_Document extract_
# # # # #

Caste lobbies resort to blackmail politics

The 15-day-long agitation, which resulted in cancellation of hundreds of trains and lakhs of tickets by passengers, has once again proved that the political parties in UP have very little concern for the people and that any community, which has the numbers, could ‘blackmail’ the government.

Thousands of people, who wanted to come home to be with their families for Holi, either cancelled their journey or had to face a lot of difficulty in reaching their destinations. But the government, which swears by their welfare, remained a mute spectator.
While the centre dilly-dallied on the demand of the ‘jats’ for reservation in government jobs, the state government, which did not hesitate to use brutal force against agitating Samajwadi Party and BJP workers, maintained that the ‘jat’ agitation was ‘peaceful’ and “poses no threat to law and order” and “therefore there was no reason for us to interfere”.

Peaceful agitation?

The government spokesmen did not have any explanation when asked if blocking rail traffic did not amount to breaking the law and whether disrupting movement of trains could be termed as a ‘peaceful agitation’.

The officials perhaps had no idea that many patients might have failed to reach the hospitals, the examinees were not reaching the examination centres and the daily commuters were finding it impossible to attend their offices.

# # # # #

_Data for review_
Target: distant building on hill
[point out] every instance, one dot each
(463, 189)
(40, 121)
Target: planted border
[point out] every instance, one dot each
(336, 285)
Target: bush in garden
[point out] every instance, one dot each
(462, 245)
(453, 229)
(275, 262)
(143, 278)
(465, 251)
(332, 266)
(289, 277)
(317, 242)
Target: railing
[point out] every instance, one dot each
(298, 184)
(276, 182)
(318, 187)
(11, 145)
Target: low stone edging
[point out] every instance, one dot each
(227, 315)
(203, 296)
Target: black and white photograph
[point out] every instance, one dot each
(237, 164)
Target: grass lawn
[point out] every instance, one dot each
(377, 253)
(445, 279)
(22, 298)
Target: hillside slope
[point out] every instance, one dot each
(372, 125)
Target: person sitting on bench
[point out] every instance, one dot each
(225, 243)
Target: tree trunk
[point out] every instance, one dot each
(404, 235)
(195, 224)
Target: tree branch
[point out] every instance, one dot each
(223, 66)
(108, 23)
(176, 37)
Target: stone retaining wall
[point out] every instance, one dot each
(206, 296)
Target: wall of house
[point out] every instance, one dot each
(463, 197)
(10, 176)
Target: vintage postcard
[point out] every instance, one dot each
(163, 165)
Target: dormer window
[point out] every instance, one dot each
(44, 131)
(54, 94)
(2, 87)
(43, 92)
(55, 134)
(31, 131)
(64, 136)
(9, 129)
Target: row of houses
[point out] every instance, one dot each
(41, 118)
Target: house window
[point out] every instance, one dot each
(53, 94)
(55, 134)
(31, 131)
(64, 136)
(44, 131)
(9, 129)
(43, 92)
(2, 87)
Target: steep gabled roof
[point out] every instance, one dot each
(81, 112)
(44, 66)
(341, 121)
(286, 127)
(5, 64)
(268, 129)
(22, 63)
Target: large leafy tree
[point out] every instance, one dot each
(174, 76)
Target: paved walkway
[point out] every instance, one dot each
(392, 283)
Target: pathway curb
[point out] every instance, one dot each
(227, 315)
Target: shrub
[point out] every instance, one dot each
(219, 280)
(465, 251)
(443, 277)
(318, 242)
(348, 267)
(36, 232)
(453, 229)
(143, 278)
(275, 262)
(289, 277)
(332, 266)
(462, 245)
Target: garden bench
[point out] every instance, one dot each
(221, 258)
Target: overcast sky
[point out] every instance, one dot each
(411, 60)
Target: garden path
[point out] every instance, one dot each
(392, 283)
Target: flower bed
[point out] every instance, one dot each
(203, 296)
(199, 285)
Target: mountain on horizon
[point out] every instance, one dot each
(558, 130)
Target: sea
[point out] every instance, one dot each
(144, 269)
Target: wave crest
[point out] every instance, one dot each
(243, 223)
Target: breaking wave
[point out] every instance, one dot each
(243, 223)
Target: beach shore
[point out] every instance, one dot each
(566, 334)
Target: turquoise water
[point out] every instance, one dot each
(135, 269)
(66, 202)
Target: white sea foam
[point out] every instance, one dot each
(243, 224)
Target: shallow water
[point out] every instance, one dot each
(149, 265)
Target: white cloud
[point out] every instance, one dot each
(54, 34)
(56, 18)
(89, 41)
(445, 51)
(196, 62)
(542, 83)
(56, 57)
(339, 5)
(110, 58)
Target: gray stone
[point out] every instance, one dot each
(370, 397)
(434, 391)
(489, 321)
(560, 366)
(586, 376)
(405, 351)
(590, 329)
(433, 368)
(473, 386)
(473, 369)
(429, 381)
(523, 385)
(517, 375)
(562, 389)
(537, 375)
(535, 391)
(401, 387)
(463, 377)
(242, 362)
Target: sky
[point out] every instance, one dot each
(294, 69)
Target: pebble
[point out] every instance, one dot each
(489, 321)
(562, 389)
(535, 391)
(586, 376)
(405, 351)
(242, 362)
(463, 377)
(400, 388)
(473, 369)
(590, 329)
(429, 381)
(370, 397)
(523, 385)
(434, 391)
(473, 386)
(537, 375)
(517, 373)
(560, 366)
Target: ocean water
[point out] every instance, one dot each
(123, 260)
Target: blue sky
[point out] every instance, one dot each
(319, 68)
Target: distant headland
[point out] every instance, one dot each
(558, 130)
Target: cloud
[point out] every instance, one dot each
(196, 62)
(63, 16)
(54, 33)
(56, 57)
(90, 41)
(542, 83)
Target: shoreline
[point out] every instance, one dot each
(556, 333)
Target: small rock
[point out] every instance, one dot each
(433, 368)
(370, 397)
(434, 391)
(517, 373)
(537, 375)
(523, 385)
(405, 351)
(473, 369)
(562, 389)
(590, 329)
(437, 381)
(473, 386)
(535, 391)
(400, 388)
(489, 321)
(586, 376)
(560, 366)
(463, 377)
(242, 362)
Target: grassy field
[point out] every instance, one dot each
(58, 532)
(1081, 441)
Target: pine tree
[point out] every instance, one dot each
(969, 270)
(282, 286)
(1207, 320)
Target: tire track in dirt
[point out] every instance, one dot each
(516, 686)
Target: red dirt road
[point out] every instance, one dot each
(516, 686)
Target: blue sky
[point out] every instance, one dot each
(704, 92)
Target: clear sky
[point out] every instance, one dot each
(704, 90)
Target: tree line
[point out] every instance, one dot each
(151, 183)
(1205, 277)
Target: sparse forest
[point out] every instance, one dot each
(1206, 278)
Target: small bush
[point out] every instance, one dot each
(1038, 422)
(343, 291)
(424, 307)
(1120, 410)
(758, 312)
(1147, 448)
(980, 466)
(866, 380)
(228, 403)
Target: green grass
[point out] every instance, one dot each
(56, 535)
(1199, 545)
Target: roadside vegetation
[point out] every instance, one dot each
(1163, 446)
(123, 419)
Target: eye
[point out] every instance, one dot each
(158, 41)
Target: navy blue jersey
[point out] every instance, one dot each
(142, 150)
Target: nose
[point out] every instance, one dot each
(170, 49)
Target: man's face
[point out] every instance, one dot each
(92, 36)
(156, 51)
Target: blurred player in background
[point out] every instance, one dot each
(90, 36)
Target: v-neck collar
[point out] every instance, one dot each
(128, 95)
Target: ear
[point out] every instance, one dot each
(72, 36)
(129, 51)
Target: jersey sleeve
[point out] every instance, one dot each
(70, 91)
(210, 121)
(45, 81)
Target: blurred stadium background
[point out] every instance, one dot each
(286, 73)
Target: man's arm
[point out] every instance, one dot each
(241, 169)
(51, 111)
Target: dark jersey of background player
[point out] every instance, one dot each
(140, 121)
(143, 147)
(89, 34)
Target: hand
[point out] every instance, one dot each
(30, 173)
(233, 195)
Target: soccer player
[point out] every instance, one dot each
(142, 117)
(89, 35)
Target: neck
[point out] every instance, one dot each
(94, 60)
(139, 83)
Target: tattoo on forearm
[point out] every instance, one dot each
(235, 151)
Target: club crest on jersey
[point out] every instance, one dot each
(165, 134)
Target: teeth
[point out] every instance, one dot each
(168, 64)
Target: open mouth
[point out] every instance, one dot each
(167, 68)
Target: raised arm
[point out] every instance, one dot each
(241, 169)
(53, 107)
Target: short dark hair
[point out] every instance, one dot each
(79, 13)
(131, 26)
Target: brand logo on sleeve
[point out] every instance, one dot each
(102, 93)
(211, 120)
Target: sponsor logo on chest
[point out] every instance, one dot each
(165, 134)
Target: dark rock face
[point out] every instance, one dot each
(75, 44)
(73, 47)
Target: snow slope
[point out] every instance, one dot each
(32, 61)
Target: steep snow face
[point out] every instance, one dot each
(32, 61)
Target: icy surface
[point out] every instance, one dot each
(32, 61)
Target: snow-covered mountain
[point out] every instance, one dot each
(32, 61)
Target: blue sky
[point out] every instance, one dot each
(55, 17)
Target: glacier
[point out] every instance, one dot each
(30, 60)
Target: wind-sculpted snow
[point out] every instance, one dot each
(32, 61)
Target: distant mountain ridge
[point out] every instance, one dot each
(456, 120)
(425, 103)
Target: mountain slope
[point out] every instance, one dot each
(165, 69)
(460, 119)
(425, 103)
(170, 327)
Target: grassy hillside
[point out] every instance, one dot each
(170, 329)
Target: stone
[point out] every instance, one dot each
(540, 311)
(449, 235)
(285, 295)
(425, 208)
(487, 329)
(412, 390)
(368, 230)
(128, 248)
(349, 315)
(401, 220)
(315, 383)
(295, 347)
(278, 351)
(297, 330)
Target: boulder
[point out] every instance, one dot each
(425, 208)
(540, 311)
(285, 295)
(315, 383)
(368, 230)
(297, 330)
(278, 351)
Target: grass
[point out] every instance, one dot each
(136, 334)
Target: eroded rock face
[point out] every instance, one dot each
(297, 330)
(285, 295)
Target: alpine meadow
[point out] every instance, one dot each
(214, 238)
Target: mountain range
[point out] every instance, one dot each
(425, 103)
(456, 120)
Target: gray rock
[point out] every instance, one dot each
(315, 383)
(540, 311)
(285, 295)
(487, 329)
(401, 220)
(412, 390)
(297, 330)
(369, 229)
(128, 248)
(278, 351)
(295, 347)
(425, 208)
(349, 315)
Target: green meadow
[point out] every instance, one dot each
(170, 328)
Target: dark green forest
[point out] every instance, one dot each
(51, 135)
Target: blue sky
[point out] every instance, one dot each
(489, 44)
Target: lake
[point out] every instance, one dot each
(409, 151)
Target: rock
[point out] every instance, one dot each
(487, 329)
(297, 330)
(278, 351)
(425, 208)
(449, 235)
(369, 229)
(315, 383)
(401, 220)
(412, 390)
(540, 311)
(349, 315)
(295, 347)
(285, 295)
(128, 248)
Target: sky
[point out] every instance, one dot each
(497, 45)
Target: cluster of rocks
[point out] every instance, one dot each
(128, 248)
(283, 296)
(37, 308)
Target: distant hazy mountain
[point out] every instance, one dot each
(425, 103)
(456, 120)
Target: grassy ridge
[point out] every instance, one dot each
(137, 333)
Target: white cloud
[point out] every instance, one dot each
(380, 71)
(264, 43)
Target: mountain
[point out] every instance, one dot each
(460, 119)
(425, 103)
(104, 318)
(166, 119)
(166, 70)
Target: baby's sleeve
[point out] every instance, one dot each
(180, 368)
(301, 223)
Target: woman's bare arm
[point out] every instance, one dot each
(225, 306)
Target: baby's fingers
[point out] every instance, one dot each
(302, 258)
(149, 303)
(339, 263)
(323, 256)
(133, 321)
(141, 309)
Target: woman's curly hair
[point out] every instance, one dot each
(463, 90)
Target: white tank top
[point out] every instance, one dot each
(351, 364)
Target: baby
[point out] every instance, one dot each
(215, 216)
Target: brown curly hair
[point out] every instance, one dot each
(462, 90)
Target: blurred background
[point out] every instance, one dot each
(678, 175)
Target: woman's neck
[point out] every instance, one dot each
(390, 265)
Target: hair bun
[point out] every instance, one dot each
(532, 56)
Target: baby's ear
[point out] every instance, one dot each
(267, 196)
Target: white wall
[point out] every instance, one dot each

# # # # #

Could you retype the passage of the caste lobbies article that opens with the words containing "Thousands of people, who" and closes with "Peaceful agitation?"?

_Task response_
Thousands of people, who wanted to come home to be with their families for Holi, either cancelled their journey or had to face a lot of difficulty in reaching their destinations. But the government, which swears by their welfare, remained a mute spectator.
While the centre dilly-dallied on the demand of the ‘jats’ for reservation in government jobs, the state government, which did not hesitate to use brutal force against agitating Samajwadi Party and BJP workers, maintained that the ‘jat’ agitation was ‘peaceful’ and “poses no threat to law and order” and “therefore there was no reason for us to interfere”.

Peaceful agitation?